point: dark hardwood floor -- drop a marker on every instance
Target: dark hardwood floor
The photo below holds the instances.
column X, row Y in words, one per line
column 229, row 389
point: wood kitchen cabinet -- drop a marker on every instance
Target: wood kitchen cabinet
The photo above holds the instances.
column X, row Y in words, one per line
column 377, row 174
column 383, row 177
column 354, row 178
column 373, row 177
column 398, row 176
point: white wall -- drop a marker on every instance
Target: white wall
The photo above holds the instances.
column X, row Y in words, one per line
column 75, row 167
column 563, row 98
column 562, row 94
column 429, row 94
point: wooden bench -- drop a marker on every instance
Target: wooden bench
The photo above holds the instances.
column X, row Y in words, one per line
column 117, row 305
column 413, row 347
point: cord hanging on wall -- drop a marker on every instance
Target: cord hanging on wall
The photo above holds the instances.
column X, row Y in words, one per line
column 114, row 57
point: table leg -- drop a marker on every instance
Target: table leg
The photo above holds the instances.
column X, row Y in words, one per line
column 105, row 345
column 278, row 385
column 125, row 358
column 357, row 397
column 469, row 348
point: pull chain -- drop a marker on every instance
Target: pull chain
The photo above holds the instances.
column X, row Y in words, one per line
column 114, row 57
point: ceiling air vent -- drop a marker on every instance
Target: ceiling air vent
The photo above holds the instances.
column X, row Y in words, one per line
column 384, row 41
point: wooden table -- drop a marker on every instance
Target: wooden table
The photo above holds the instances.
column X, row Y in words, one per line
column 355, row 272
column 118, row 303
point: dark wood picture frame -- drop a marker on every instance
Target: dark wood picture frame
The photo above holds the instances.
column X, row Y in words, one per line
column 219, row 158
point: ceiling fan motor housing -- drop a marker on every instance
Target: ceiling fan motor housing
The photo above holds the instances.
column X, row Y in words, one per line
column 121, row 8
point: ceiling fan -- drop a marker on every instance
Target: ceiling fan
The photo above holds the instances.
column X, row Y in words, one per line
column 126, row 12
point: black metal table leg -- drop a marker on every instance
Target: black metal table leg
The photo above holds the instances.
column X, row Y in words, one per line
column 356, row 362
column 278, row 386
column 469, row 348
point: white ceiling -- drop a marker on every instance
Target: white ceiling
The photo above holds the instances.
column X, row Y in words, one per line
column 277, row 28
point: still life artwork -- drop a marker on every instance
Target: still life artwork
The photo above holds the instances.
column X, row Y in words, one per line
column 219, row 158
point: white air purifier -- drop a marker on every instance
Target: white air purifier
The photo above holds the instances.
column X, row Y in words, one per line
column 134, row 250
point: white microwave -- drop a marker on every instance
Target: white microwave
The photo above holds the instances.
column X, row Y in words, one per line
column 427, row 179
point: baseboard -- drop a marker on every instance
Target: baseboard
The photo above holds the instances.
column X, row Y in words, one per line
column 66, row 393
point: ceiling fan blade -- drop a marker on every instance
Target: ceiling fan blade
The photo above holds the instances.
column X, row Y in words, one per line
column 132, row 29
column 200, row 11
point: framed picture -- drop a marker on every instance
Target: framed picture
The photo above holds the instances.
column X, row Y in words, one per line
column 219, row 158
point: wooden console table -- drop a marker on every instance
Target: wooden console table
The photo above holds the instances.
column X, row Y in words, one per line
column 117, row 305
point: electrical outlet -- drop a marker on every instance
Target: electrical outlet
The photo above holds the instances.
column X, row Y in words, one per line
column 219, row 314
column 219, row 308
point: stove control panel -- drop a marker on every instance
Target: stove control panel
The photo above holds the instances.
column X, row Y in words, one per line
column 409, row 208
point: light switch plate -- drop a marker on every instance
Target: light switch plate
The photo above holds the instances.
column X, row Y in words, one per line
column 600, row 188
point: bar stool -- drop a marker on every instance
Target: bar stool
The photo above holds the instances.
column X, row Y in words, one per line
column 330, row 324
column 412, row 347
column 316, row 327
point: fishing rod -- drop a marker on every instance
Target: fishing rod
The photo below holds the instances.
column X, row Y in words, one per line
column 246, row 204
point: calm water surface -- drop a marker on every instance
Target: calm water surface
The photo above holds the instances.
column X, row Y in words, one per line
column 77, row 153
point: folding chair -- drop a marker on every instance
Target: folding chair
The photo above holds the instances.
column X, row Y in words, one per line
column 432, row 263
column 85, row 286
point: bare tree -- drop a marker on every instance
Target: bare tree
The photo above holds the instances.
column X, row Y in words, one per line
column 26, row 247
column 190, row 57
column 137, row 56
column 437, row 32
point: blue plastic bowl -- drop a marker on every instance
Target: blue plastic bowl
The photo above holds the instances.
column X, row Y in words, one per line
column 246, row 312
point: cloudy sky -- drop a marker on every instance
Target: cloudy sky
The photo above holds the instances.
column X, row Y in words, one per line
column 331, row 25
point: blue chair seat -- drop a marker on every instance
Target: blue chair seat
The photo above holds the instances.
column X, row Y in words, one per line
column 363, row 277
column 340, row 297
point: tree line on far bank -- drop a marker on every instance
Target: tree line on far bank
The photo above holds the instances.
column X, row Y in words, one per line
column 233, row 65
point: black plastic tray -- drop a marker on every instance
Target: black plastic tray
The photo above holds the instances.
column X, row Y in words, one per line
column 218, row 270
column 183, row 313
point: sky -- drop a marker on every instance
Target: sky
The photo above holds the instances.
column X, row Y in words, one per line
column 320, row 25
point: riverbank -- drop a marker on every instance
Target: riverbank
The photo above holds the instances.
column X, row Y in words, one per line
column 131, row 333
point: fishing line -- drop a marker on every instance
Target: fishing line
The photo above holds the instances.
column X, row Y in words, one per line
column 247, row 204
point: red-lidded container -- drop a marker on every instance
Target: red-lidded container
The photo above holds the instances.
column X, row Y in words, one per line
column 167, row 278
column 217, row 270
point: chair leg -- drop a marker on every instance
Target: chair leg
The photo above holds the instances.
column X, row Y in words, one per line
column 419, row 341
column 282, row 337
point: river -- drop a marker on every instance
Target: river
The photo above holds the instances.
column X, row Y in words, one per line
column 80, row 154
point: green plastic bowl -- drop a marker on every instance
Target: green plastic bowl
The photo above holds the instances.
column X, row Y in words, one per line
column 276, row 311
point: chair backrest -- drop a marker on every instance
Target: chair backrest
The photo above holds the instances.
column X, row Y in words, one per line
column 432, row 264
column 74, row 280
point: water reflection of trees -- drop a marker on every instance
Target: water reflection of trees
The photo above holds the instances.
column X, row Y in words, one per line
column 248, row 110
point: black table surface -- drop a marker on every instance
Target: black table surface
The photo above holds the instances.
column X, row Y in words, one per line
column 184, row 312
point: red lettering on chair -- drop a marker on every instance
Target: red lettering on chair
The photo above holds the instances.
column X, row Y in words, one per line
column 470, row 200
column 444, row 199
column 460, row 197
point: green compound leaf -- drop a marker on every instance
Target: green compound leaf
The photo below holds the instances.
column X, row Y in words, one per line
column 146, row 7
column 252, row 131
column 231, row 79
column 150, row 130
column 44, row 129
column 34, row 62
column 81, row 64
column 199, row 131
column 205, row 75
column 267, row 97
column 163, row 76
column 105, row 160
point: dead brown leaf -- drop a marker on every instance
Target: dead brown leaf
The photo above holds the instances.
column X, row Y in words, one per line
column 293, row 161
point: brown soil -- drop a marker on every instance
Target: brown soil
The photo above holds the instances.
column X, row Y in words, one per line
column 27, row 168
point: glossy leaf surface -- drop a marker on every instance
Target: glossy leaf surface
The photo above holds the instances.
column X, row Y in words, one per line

Your goal:
Reproduce all of the material above, line for line, with no changes.

Final answer:
point: dark hardwood floor -- drop a marker on every instance
Target: dark hardwood floor
The photo below holds the instances.
column X, row Y in words, one per line
column 229, row 389
point: wood kitchen cabinet -- drop a marker on every instance
Target: wood kitchen cabinet
The photo above holds the instances.
column X, row Y in words, one per line
column 377, row 174
column 383, row 177
column 354, row 178
column 373, row 177
column 398, row 176
point: white wall -- drop a marker on every instance
Target: white wall
The photo above holds the instances.
column X, row Y in words, one per line
column 75, row 167
column 563, row 98
column 562, row 94
column 429, row 94
point: wooden bench -- drop a marker on every instance
Target: wooden bench
The photo above holds the instances.
column X, row Y in words, one per line
column 117, row 305
column 413, row 347
point: cord hanging on wall -- drop a marker on every instance
Target: cord hanging on wall
The photo above holds the instances.
column X, row Y in words, one per line
column 114, row 57
point: table leg -- drop a marker on every instance
Target: table leg
The photo above holds the instances.
column X, row Y in words, one per line
column 105, row 345
column 278, row 385
column 125, row 358
column 357, row 397
column 469, row 348
point: pull chain -- drop a marker on every instance
Target: pull chain
The photo above holds the instances.
column X, row Y in words, one per line
column 114, row 57
point: ceiling air vent -- drop a marker on every instance
Target: ceiling air vent
The photo above holds the instances.
column X, row Y in words, one per line
column 384, row 41
point: wooden table -- drop a marker on every instance
Target: wooden table
The photo above holds the instances.
column X, row Y in words, one per line
column 355, row 272
column 118, row 303
point: dark wood picture frame -- drop a marker on every instance
Target: dark wood picture frame
The photo above holds the instances.
column X, row Y in words, one per line
column 219, row 158
point: ceiling fan motor housing -- drop a marker on every instance
Target: ceiling fan motor housing
The photo above holds the instances.
column X, row Y in words, one per line
column 121, row 8
point: ceiling fan -- drop a marker on every instance
Target: ceiling fan
The photo above holds the instances.
column X, row Y in words, one per line
column 126, row 12
point: black metal table leg -- drop a marker on every instance
Target: black metal table leg
The photo above holds the instances.
column X, row Y in words, one per line
column 356, row 362
column 278, row 386
column 469, row 348
point: white ceiling -- drop a marker on every instance
Target: white ceiling
The photo above holds the instances.
column X, row Y in words, one per line
column 277, row 28
point: still life artwork -- drop a marker on every instance
Target: still life artwork
The photo above holds the instances.
column X, row Y in words, one per line
column 219, row 158
point: white air purifier -- drop a marker on every instance
Target: white air purifier
The photo above holds the instances.
column X, row Y in words, one per line
column 134, row 250
point: white microwave -- drop a marker on every instance
Target: white microwave
The photo above holds the instances.
column X, row Y in words, one per line
column 427, row 179
point: baseboard -- drop a marker on every instance
Target: baseboard
The photo above holds the instances.
column X, row Y in words, one per line
column 66, row 393
point: ceiling fan blade -- drop a marker on every instance
Target: ceiling fan blade
The photo above holds the instances.
column X, row Y in words, one per line
column 132, row 29
column 200, row 11
point: framed picture -- drop a marker on every instance
Target: framed picture
The photo above holds the instances.
column X, row Y in words, one per line
column 219, row 158
point: wooden console table -- drop a marker on every instance
Target: wooden console table
The photo above holds the instances.
column X, row Y in words, one per line
column 117, row 305
point: electrical outlet -- drop a marker on every instance
Target: electrical outlet
The photo above holds the instances.
column X, row Y in words, one per line
column 219, row 314
column 219, row 308
point: stove control panel -- drop a marker on every instance
Target: stove control panel
The photo above holds the instances.
column X, row Y in words, one per line
column 409, row 208
point: light switch plate -- drop a marker on every instance
Target: light switch plate
The photo above holds the instances.
column X, row Y in words, one per line
column 600, row 188
point: bar stool -- drop a marker on every instance
Target: bar stool
The photo above holds the instances.
column X, row Y in words, one per line
column 330, row 324
column 412, row 347
column 316, row 327
point: fishing rod -- drop a marker on every instance
Target: fishing rod
The photo below holds the instances.
column X, row Y in words, one per line
column 246, row 204
point: calm water surface -- drop a marker on every instance
Target: calm water surface
The photo above holds the instances.
column X, row Y in words, one per line
column 77, row 153
point: folding chair -- drop a marker on every instance
Target: folding chair
The photo above holds the instances.
column X, row Y in words, one per line
column 432, row 263
column 85, row 286
point: bare tree -- drop a marker on every instance
Target: bare tree
The photo above holds the instances.
column X, row Y in words, one per line
column 26, row 247
column 190, row 57
column 137, row 56
column 437, row 32
point: blue plastic bowl -- drop a marker on every instance
Target: blue plastic bowl
The photo above holds the instances.
column X, row Y in words, one per line
column 246, row 312
point: cloudy sky -- drop a marker on every instance
Target: cloudy sky
The photo above holds the instances.
column X, row Y in words, one per line
column 331, row 25
point: blue chair seat -- drop a marker on every instance
Target: blue chair seat
The photo above holds the instances.
column X, row Y in words, one per line
column 363, row 277
column 340, row 297
point: tree line on far bank -- drop a marker on every instance
Target: tree line on far bank
The photo above holds the instances.
column X, row Y in words, one per line
column 233, row 65
point: black plastic tray -- drop a marker on every instance
Target: black plastic tray
The photo above holds the instances.
column X, row Y in words, one per line
column 218, row 270
column 183, row 313
point: sky -- drop a marker on every instance
Target: sky
The photo above holds the instances.
column X, row Y in words, one per line
column 320, row 25
point: riverbank -- drop a marker on every instance
Target: riverbank
The photo above holds the instances.
column X, row Y in words, one per line
column 131, row 333
point: fishing line -- drop a marker on every instance
Target: fishing line
The photo above holds the instances.
column X, row Y in words, one per line
column 247, row 204
point: red-lidded container -- drop a marker on every instance
Target: red-lidded container
The photo above holds the instances.
column X, row Y in words, one per line
column 167, row 278
column 217, row 270
point: chair leg -- drop a marker on every instance
Target: chair leg
The photo above holds the instances.
column X, row Y in words, one per line
column 419, row 341
column 282, row 337
point: river -- drop a marker on every instance
Target: river
The photo above holds the instances.
column X, row Y in words, one per line
column 80, row 154
point: green plastic bowl -- drop a marker on every instance
Target: green plastic bowl
The photo above holds the instances.
column X, row Y in words, one per line
column 276, row 311
point: chair backrest -- drop a marker on every instance
Target: chair backrest
The photo above holds the instances.
column X, row Y in words, one per line
column 432, row 264
column 74, row 280
point: water reflection of trees -- drop a marker on every instance
Target: water reflection of trees
The photo above holds the instances.
column X, row Y in words, one per line
column 248, row 110
point: black table surface -- drop a marker on every instance
Target: black table surface
The photo above holds the instances.
column X, row Y in words, one per line
column 184, row 312
point: red lettering on chair -- drop a marker on every instance
Target: red lettering on chair
The photo above holds the instances.
column X, row Y in words, one per line
column 470, row 200
column 444, row 199
column 460, row 197
point: green compound leaf -- drop a marker on every instance
Target: green compound leaf
The photo below holds the instances.
column X, row Y in words, one per line
column 146, row 7
column 252, row 131
column 231, row 79
column 150, row 130
column 44, row 129
column 34, row 62
column 81, row 64
column 199, row 131
column 205, row 75
column 267, row 97
column 163, row 76
column 105, row 160
point: dead brown leaf -- drop a marker on every instance
Target: dead brown leaf
The photo above holds the instances.
column X, row Y in words, one per line
column 293, row 161
point: brown soil -- drop a marker on every instance
Target: brown soil
The photo above holds the instances.
column X, row Y in words, one per line
column 27, row 168
point: glossy leaf surface -- drop a marker on every instance
Target: glossy leaf surface
The photo above holds the instances.
column X, row Y in words, one per line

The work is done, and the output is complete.